* Written problem *
Copy the data below word for word, starting at the line that contains "Where can the deer's nose" and continuing through the final line.

Extracted records
---*---

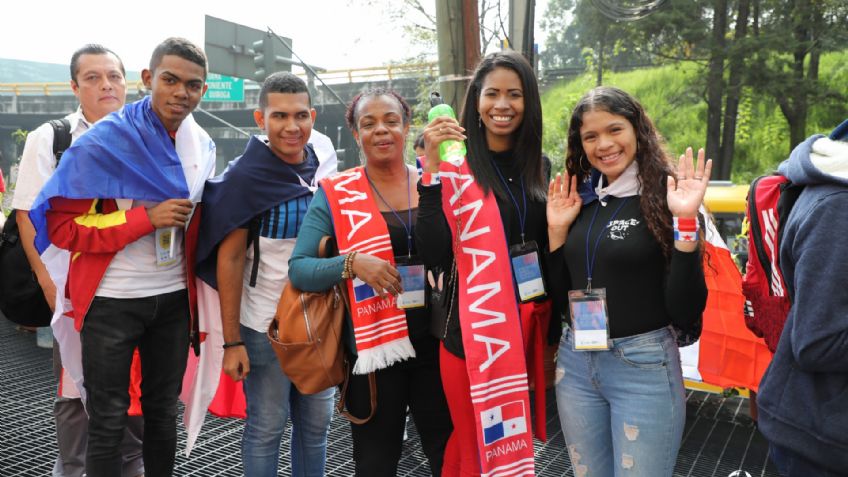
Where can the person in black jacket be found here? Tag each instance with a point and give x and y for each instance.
(623, 238)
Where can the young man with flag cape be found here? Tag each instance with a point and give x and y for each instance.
(121, 203)
(251, 216)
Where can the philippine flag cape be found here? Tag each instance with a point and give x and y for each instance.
(251, 184)
(491, 327)
(127, 155)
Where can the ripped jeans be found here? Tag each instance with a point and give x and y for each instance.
(622, 410)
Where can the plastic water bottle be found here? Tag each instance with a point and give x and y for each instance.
(450, 150)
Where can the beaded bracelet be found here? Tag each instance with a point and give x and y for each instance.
(233, 344)
(347, 271)
(686, 229)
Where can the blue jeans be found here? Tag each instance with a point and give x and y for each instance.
(622, 410)
(271, 397)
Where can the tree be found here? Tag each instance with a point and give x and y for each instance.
(418, 18)
(792, 36)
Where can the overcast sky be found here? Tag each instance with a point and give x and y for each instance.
(333, 34)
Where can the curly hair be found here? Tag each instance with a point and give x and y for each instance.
(352, 111)
(651, 156)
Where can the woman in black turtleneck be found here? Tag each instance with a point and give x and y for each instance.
(501, 122)
(621, 219)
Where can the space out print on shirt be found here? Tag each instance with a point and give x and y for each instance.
(620, 229)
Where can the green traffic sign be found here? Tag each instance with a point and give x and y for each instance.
(224, 88)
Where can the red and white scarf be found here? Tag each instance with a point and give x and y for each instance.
(491, 327)
(379, 326)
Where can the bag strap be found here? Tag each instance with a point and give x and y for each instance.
(327, 248)
(253, 239)
(61, 137)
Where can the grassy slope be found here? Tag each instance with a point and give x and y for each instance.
(674, 101)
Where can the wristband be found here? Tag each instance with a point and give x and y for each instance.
(686, 229)
(430, 178)
(347, 271)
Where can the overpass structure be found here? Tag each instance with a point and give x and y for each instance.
(25, 106)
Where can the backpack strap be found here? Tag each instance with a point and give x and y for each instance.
(61, 137)
(253, 239)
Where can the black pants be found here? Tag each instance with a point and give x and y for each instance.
(113, 327)
(415, 384)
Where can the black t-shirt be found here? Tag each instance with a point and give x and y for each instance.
(416, 318)
(644, 293)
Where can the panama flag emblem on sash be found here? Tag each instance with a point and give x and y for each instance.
(503, 421)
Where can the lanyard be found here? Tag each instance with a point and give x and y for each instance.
(407, 228)
(590, 264)
(522, 216)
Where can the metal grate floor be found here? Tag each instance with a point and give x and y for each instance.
(719, 437)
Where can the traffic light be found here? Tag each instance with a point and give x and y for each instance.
(266, 60)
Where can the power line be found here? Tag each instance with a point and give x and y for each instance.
(627, 10)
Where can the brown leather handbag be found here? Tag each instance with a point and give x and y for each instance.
(306, 335)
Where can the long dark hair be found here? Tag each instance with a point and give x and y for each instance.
(528, 136)
(651, 156)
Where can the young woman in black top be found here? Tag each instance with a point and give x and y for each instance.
(502, 121)
(624, 253)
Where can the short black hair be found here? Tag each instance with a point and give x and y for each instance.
(92, 49)
(178, 47)
(282, 82)
(352, 112)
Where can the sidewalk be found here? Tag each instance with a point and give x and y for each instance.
(719, 437)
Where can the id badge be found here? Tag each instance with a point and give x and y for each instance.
(589, 319)
(166, 240)
(526, 271)
(412, 279)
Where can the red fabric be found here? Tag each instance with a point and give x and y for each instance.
(379, 326)
(492, 335)
(229, 399)
(729, 353)
(461, 457)
(534, 325)
(92, 249)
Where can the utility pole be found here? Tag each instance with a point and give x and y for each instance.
(521, 22)
(458, 33)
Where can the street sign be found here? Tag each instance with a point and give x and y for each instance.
(224, 88)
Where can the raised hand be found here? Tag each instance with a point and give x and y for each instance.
(686, 194)
(563, 206)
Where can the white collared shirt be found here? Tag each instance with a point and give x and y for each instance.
(37, 161)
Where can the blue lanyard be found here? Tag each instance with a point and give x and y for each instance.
(408, 228)
(590, 264)
(522, 216)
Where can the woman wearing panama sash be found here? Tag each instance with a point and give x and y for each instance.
(493, 228)
(371, 212)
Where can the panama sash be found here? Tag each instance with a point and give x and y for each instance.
(491, 327)
(379, 326)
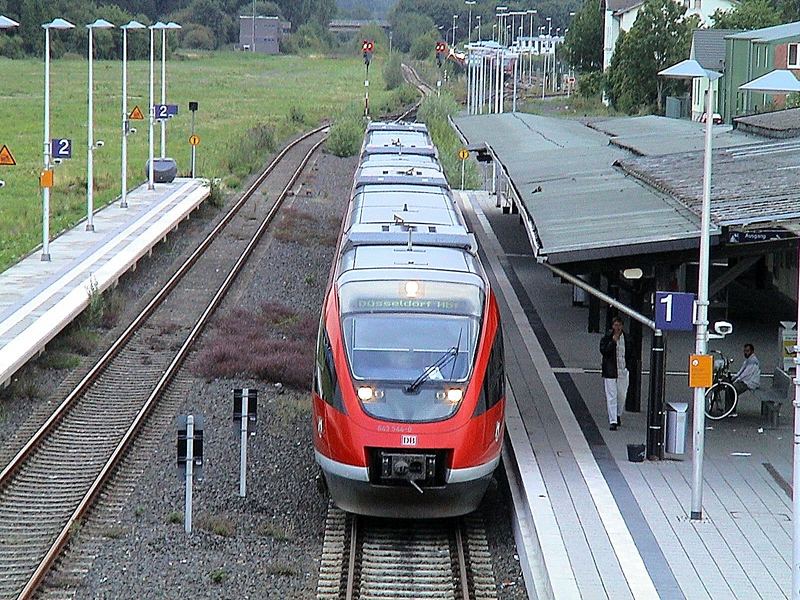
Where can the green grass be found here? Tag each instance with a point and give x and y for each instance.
(236, 93)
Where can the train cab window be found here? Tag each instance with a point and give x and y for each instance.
(326, 382)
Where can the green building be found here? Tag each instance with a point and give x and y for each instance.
(750, 54)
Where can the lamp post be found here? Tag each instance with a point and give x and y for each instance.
(98, 24)
(133, 25)
(6, 23)
(783, 82)
(170, 25)
(54, 24)
(691, 69)
(469, 3)
(157, 26)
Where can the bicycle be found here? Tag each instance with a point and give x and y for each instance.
(719, 395)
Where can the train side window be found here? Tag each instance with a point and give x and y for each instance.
(494, 381)
(327, 382)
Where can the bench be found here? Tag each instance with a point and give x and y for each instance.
(773, 398)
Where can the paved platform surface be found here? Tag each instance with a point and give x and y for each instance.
(38, 298)
(609, 528)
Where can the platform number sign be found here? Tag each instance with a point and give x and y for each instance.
(60, 148)
(675, 311)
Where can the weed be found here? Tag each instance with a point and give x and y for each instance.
(218, 525)
(59, 360)
(281, 568)
(218, 576)
(276, 532)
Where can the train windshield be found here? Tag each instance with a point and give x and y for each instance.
(395, 331)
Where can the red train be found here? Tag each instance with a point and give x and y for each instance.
(409, 384)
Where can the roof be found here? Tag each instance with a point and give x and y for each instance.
(769, 34)
(708, 47)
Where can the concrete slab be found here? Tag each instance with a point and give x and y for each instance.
(40, 298)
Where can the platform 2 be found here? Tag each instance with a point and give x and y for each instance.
(598, 525)
(39, 298)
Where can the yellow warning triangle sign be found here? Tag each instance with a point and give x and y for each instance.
(6, 158)
(136, 114)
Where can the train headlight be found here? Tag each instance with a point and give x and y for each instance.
(452, 396)
(368, 393)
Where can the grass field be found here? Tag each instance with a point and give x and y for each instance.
(236, 93)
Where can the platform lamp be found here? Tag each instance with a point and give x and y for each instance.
(92, 146)
(55, 24)
(691, 69)
(171, 25)
(782, 81)
(159, 26)
(126, 129)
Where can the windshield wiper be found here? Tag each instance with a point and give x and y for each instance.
(449, 355)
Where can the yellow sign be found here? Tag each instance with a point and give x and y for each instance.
(701, 370)
(46, 178)
(6, 158)
(136, 114)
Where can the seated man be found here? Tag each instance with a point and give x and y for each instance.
(749, 375)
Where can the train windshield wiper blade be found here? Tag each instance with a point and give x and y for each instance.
(450, 354)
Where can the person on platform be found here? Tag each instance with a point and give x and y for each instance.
(617, 359)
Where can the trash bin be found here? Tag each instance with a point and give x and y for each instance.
(675, 442)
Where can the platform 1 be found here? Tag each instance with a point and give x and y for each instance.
(597, 525)
(39, 298)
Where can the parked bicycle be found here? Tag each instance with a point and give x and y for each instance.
(721, 397)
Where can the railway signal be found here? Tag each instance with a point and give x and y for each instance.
(367, 47)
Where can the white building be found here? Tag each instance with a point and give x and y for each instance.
(620, 15)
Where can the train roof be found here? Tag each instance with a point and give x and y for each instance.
(400, 176)
(411, 205)
(400, 161)
(396, 126)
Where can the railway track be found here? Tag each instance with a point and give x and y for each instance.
(49, 486)
(367, 559)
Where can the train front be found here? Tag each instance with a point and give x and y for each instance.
(409, 388)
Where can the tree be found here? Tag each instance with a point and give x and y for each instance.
(750, 14)
(659, 38)
(584, 41)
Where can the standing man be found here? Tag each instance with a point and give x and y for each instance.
(617, 358)
(749, 375)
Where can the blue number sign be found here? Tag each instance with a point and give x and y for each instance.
(674, 311)
(60, 148)
(165, 111)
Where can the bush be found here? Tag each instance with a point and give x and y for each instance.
(393, 72)
(346, 134)
(591, 84)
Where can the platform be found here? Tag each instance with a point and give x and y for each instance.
(604, 527)
(39, 298)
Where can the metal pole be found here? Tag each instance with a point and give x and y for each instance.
(163, 90)
(514, 102)
(45, 189)
(701, 341)
(795, 461)
(90, 155)
(150, 184)
(123, 201)
(194, 149)
(655, 401)
(243, 450)
(187, 514)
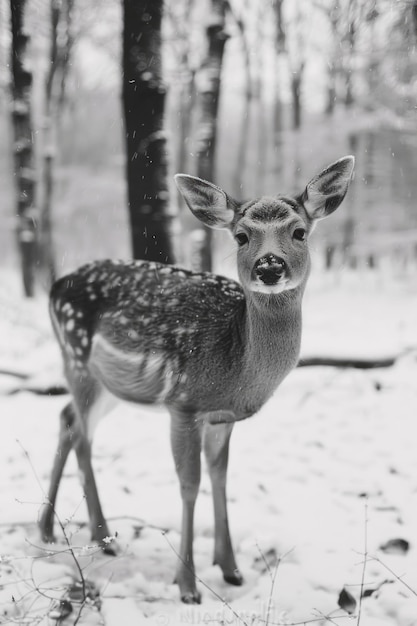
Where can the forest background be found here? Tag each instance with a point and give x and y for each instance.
(299, 84)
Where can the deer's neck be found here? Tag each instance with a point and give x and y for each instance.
(273, 323)
(271, 336)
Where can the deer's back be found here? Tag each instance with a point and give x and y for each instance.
(150, 332)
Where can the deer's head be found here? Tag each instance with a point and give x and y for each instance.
(271, 232)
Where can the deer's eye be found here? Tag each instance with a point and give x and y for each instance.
(299, 234)
(241, 239)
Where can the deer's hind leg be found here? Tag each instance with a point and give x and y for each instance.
(65, 442)
(186, 448)
(78, 419)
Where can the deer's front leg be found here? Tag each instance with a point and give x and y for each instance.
(46, 522)
(186, 448)
(216, 447)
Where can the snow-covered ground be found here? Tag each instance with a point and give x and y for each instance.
(325, 477)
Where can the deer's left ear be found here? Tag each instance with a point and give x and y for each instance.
(326, 191)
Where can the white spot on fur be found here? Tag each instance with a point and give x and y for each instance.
(70, 325)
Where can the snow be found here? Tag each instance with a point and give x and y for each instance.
(324, 474)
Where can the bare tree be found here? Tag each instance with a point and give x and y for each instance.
(144, 101)
(61, 42)
(24, 171)
(296, 45)
(208, 86)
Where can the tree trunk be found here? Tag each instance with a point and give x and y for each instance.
(144, 101)
(24, 171)
(296, 80)
(60, 49)
(208, 87)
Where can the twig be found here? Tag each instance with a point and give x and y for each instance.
(364, 562)
(399, 578)
(62, 527)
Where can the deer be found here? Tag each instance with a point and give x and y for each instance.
(209, 348)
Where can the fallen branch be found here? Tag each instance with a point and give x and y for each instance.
(358, 363)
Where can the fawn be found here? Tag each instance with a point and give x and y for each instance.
(212, 350)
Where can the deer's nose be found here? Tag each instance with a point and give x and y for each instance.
(270, 269)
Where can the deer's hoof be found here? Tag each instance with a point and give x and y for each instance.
(235, 578)
(191, 597)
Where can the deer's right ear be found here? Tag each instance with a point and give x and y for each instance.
(208, 203)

---*---

* Expected answer *
Where can the deer's nose be found here? Tag each instance with a point and give x and y for each instance.
(270, 269)
Where can the deer's hoof be found here? Tag each instance with a point and give x and y for each instance.
(235, 578)
(191, 597)
Where can the deer's right ear be found here? Tag each instance with a point and give x and y for each instance.
(208, 203)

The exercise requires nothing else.